▶ **REQUIRED ACTION**: The whole listing, apart from its images, should be restated word for word.

::::::::::

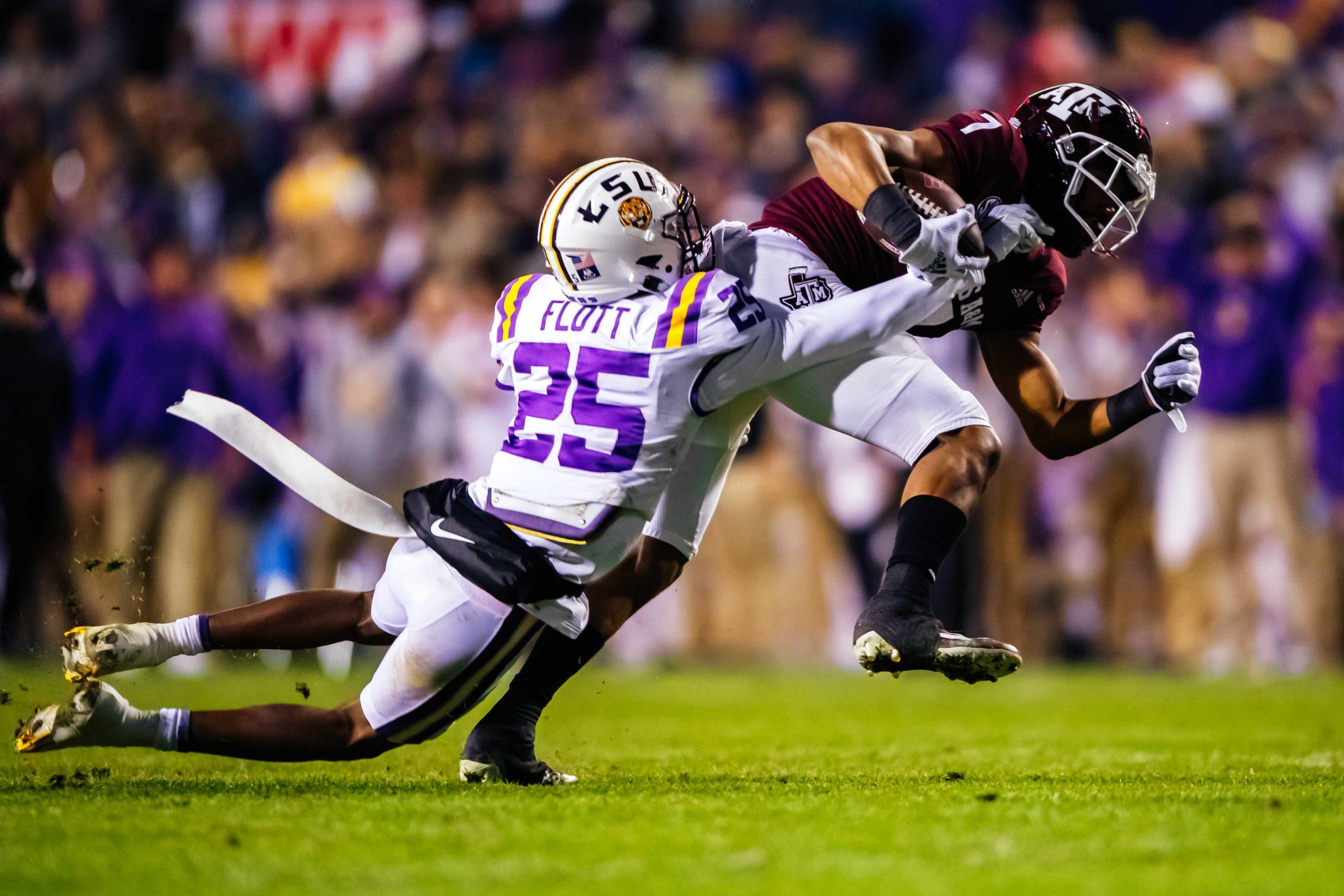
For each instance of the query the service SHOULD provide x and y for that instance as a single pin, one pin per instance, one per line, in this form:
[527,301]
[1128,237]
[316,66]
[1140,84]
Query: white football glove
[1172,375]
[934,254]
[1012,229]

::::::::::

▶ **TASK ANSWER**:
For each instance of the query the service SHOULD provide x and y for that instance as a single pin, one pin per instance, one per line, in this form:
[527,301]
[1128,237]
[316,66]
[1140,84]
Query: white football glove
[1172,375]
[934,254]
[1012,229]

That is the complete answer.